Task goal:
In the Flink mailing-list thread below, which Flink version does the poster report using?

Start Excerpted passage

You are viewing a plain text version of this content. The canonical link for it is here.
Posted to user@flink.apache.org by Tom Thornton <th...@yelp.com> on 2022/05/31 18:05:31 UTC

Re: [External] Re: Exception when running Java UDF with Blink table planner

Hi,

Thank you for your help. Here's the requested info:

Could you also tell us which Flink version you are using, the schema of the
> source table and some test data? With these info, we can debug in our local
> environment.
>

Flink version: 1.11.6.
Schema of the source table:
name | type | null | key | computed column | watermark |
col1 | ARRAY<STRING> | true | | | |
Example input data to cause exception (i.e., anything that is not null):
{
  "col1": ["FooBar"]
}
If the input is instead null then there is no exception thrown:
{
  "col1": null
}

Thanks,
Tom

On Thu, May 26, 2022 at 7:47 PM Shengkai Fang <fs...@gmail.com> wrote:

> Hi.
>
> Could you also tell us which Flink version you are using, the schema of
> the source table and some test data? With these info, we can debug in our
> local environment.
>
> Best,
> Shengkai
>
> Tom Thornton <th...@yelp.com> 于2022年5月27日周五 06:47写道:
>
>> We are migrating from the legacy table planner to the Blink table
>> planner. Previously we had a UDF defined like this that worked without
>> issue:
>>
>> public class ListToString extends DPScalarFunction {
>>     public String eval(List list) {
>>         return "foo";
>>     }
>>
>> Since moving to the Blink table planner and receiving this error:
>>
>> Caused by: org.apache.flink.table.api.ValidationException: Given parameters of function 'ListToString' do not match any signature.
>> Actual: (java.lang.String[])
>> Expected: (java.util.List)
>>
>>
>> We refactored the UDF to take as input an Object[] to match what is
>> received from Blink:
>>
>> public class ListToString extends DPScalarFunction {
>>     public String eval(Object[] arr) {        return "foo";
>>     }
>> }
>>
>> Now the UDF always fails (including for the simplified example above
>> where we return a constant string regardless of input). For example, when
>> we run on a query like this one:
>>
>> SELECT ListToString(`col1`) as col1_string FROM `table`
>>
>> Produces an IndexOutOfBoundsException:
>>
>> Caused by: java.lang.IndexOutOfBoundsException: Index 115 out of bounds for length 0
>> 	at java.base/jdk.internal.util.Preconditions.outOfBounds(Preconditions.java:64)

End Excerpted passage
Start Extracted entries

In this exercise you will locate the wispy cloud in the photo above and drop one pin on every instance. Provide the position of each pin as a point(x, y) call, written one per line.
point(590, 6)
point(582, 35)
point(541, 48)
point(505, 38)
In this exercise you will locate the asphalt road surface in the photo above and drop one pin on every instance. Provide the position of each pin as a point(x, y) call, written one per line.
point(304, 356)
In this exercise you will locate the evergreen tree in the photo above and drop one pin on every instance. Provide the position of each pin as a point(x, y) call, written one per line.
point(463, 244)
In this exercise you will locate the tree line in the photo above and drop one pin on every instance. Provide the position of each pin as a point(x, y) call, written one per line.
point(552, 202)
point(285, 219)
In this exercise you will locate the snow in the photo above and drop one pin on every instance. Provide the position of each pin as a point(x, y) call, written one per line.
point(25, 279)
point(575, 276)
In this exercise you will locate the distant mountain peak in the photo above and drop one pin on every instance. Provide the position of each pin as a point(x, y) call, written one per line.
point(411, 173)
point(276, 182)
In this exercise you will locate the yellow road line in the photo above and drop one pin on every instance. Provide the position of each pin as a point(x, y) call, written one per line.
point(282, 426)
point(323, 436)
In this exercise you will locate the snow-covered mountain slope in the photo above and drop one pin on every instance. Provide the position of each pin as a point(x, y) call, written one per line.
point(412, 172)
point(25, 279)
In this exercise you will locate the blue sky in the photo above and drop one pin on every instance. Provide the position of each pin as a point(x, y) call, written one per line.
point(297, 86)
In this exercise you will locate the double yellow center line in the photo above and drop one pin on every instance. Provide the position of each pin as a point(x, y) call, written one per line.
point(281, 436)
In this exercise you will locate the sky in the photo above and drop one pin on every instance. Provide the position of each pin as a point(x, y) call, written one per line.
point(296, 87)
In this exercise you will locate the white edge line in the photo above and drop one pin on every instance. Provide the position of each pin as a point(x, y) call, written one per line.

End Extracted entries

Task solution:
Flink 1.11.6.